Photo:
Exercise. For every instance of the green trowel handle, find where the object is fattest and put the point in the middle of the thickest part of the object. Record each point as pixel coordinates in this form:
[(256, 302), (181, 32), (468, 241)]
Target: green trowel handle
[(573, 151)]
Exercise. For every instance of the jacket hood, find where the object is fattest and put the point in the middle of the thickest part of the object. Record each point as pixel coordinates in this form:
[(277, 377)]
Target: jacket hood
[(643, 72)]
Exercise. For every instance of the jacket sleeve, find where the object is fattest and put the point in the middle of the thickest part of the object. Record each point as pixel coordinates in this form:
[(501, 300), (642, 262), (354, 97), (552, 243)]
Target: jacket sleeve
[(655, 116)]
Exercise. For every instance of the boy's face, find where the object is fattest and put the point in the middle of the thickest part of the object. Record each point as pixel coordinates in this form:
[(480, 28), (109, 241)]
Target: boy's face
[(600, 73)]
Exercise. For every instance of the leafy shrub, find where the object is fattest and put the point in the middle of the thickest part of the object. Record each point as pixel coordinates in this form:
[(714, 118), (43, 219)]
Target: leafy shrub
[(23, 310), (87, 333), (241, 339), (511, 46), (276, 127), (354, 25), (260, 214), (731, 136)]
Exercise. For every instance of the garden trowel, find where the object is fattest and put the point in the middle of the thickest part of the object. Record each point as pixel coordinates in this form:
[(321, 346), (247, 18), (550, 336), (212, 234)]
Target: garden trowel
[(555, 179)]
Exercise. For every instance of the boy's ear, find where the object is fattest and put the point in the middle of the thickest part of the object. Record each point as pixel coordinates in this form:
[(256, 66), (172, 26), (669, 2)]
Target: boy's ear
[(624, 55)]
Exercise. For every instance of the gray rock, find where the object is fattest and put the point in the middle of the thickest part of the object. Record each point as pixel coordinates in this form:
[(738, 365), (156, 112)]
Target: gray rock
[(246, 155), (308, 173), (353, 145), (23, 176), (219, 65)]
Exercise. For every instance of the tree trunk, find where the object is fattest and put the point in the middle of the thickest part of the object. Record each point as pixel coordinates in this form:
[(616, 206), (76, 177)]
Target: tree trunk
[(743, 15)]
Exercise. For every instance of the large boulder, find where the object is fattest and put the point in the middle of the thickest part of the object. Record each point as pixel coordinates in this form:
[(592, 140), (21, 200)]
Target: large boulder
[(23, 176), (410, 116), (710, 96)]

· · · · ·

**What is being asked:** Rewrite everything in the records above from the line containing "Exercise. For every instance of the boy's ear, find" down to the line containing "[(624, 55)]", both included. Offset every coordinate in the answers by adding 61 and leave all other text as it is.

**Solution for this exercise:**
Exercise. For every instance of the boy's ear, find where the object is fattest and put the point in the middle of the thickest part of the object. Record each point as pixel coordinates in this form:
[(256, 66), (172, 26), (669, 2)]
Target: boy's ear
[(685, 116)]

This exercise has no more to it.